(Prompt): Please print, exactly as written, the line containing "Query bird's leg" and each line after it through the end of the material; pictures stay out.
Available data below:
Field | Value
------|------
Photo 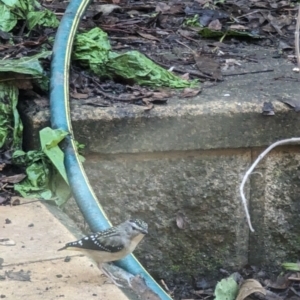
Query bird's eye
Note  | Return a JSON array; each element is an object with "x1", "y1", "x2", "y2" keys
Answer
[{"x1": 131, "y1": 226, "x2": 136, "y2": 230}]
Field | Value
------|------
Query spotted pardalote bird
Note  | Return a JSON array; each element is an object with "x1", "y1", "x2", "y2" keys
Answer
[{"x1": 58, "y1": 219, "x2": 148, "y2": 286}]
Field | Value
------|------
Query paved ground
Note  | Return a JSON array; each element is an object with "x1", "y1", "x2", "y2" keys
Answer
[{"x1": 0, "y1": 201, "x2": 129, "y2": 300}]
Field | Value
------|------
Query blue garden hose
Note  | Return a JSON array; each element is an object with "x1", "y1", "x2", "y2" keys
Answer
[{"x1": 49, "y1": 0, "x2": 172, "y2": 299}]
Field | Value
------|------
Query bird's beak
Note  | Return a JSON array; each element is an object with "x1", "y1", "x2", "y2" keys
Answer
[{"x1": 141, "y1": 229, "x2": 148, "y2": 235}]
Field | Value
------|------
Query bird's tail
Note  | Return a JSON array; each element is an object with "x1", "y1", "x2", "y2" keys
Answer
[{"x1": 57, "y1": 246, "x2": 68, "y2": 251}]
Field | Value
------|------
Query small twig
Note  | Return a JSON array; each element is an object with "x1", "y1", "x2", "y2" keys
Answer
[
  {"x1": 223, "y1": 69, "x2": 274, "y2": 76},
  {"x1": 143, "y1": 53, "x2": 214, "y2": 81},
  {"x1": 295, "y1": 3, "x2": 300, "y2": 68},
  {"x1": 175, "y1": 39, "x2": 195, "y2": 54},
  {"x1": 160, "y1": 279, "x2": 170, "y2": 292},
  {"x1": 240, "y1": 137, "x2": 300, "y2": 232},
  {"x1": 288, "y1": 276, "x2": 300, "y2": 281}
]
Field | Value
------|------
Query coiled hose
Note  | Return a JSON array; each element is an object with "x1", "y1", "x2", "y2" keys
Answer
[{"x1": 49, "y1": 0, "x2": 172, "y2": 299}]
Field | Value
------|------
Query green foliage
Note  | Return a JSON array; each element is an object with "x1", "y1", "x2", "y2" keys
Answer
[
  {"x1": 282, "y1": 262, "x2": 300, "y2": 271},
  {"x1": 214, "y1": 276, "x2": 238, "y2": 300},
  {"x1": 0, "y1": 51, "x2": 51, "y2": 91},
  {"x1": 0, "y1": 0, "x2": 58, "y2": 32},
  {"x1": 73, "y1": 27, "x2": 198, "y2": 88},
  {"x1": 0, "y1": 82, "x2": 23, "y2": 150},
  {"x1": 184, "y1": 14, "x2": 200, "y2": 27},
  {"x1": 13, "y1": 128, "x2": 72, "y2": 207}
]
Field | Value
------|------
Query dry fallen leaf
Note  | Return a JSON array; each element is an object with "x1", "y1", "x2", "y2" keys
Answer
[
  {"x1": 180, "y1": 73, "x2": 190, "y2": 81},
  {"x1": 208, "y1": 19, "x2": 222, "y2": 31},
  {"x1": 264, "y1": 274, "x2": 290, "y2": 289},
  {"x1": 0, "y1": 174, "x2": 26, "y2": 184},
  {"x1": 137, "y1": 32, "x2": 160, "y2": 42},
  {"x1": 236, "y1": 279, "x2": 266, "y2": 300},
  {"x1": 182, "y1": 88, "x2": 201, "y2": 98},
  {"x1": 194, "y1": 53, "x2": 222, "y2": 81},
  {"x1": 94, "y1": 4, "x2": 120, "y2": 16},
  {"x1": 70, "y1": 92, "x2": 89, "y2": 99},
  {"x1": 155, "y1": 2, "x2": 171, "y2": 13}
]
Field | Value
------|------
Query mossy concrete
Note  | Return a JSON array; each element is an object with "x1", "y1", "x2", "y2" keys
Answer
[{"x1": 19, "y1": 46, "x2": 300, "y2": 280}]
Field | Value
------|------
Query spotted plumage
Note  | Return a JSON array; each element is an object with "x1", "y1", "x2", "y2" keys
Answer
[{"x1": 58, "y1": 219, "x2": 148, "y2": 263}]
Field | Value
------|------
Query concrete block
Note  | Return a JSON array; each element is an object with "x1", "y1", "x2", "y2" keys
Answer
[
  {"x1": 63, "y1": 149, "x2": 251, "y2": 279},
  {"x1": 249, "y1": 146, "x2": 300, "y2": 268}
]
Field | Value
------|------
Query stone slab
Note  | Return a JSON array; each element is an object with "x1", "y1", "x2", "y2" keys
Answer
[
  {"x1": 1, "y1": 259, "x2": 128, "y2": 300},
  {"x1": 1, "y1": 203, "x2": 78, "y2": 265},
  {"x1": 0, "y1": 202, "x2": 128, "y2": 300}
]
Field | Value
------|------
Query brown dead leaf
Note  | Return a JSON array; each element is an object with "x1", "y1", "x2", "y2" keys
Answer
[
  {"x1": 208, "y1": 19, "x2": 222, "y2": 31},
  {"x1": 142, "y1": 99, "x2": 154, "y2": 111},
  {"x1": 264, "y1": 274, "x2": 290, "y2": 289},
  {"x1": 155, "y1": 2, "x2": 171, "y2": 13},
  {"x1": 180, "y1": 73, "x2": 190, "y2": 81},
  {"x1": 70, "y1": 92, "x2": 89, "y2": 99},
  {"x1": 137, "y1": 32, "x2": 160, "y2": 42},
  {"x1": 149, "y1": 92, "x2": 169, "y2": 102},
  {"x1": 229, "y1": 25, "x2": 249, "y2": 30},
  {"x1": 236, "y1": 279, "x2": 266, "y2": 300},
  {"x1": 194, "y1": 54, "x2": 222, "y2": 81},
  {"x1": 182, "y1": 88, "x2": 201, "y2": 98},
  {"x1": 0, "y1": 174, "x2": 26, "y2": 184},
  {"x1": 93, "y1": 4, "x2": 120, "y2": 16}
]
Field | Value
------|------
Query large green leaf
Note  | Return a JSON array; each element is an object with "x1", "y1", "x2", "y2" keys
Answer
[
  {"x1": 0, "y1": 51, "x2": 51, "y2": 90},
  {"x1": 73, "y1": 27, "x2": 198, "y2": 88},
  {"x1": 0, "y1": 0, "x2": 58, "y2": 32},
  {"x1": 13, "y1": 128, "x2": 72, "y2": 207}
]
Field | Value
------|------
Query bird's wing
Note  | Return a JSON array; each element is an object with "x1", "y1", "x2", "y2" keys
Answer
[{"x1": 58, "y1": 227, "x2": 125, "y2": 253}]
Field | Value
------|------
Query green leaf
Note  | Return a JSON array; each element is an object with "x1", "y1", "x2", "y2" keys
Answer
[
  {"x1": 0, "y1": 82, "x2": 23, "y2": 150},
  {"x1": 198, "y1": 28, "x2": 263, "y2": 39},
  {"x1": 39, "y1": 127, "x2": 69, "y2": 183},
  {"x1": 74, "y1": 27, "x2": 198, "y2": 88},
  {"x1": 107, "y1": 50, "x2": 197, "y2": 88},
  {"x1": 0, "y1": 0, "x2": 58, "y2": 32},
  {"x1": 282, "y1": 262, "x2": 300, "y2": 271},
  {"x1": 73, "y1": 27, "x2": 112, "y2": 76},
  {"x1": 184, "y1": 14, "x2": 200, "y2": 27},
  {"x1": 214, "y1": 276, "x2": 238, "y2": 300},
  {"x1": 13, "y1": 151, "x2": 53, "y2": 199},
  {"x1": 0, "y1": 3, "x2": 18, "y2": 32},
  {"x1": 13, "y1": 145, "x2": 71, "y2": 206},
  {"x1": 0, "y1": 51, "x2": 51, "y2": 90},
  {"x1": 27, "y1": 9, "x2": 59, "y2": 30}
]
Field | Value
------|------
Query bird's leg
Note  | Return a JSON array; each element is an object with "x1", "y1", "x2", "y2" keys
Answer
[{"x1": 98, "y1": 263, "x2": 124, "y2": 288}]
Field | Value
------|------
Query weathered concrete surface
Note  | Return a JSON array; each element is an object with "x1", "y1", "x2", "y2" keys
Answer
[
  {"x1": 64, "y1": 149, "x2": 251, "y2": 279},
  {"x1": 19, "y1": 46, "x2": 300, "y2": 280},
  {"x1": 0, "y1": 202, "x2": 129, "y2": 300},
  {"x1": 249, "y1": 146, "x2": 300, "y2": 269},
  {"x1": 20, "y1": 99, "x2": 296, "y2": 155}
]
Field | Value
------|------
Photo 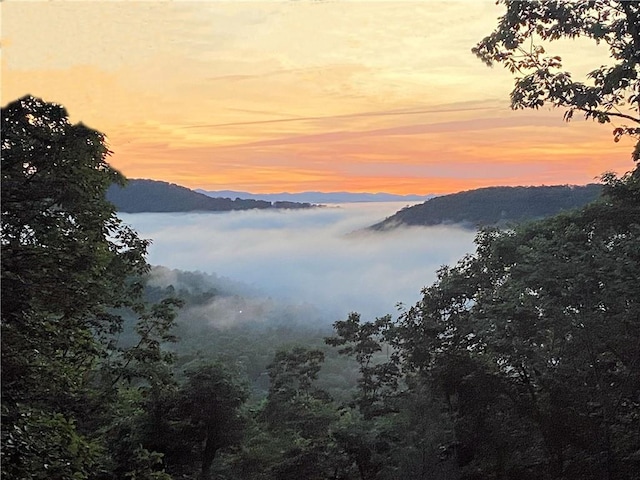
End of Available data.
(Exercise output):
Query bird's leg
Note  | Return a JSON array; each element is an object with "x1", "y1", "x2", "y2" keys
Answer
[{"x1": 98, "y1": 263, "x2": 124, "y2": 288}]
Field | Value
------|------
Query weathered concrete surface
Note  | Return a JSON array; each element is an object with "x1", "y1", "x2", "y2" keys
Answer
[
  {"x1": 64, "y1": 149, "x2": 251, "y2": 279},
  {"x1": 19, "y1": 46, "x2": 300, "y2": 280},
  {"x1": 0, "y1": 202, "x2": 129, "y2": 300},
  {"x1": 249, "y1": 146, "x2": 300, "y2": 269},
  {"x1": 20, "y1": 99, "x2": 296, "y2": 155}
]
Field | Value
------|------
Photo 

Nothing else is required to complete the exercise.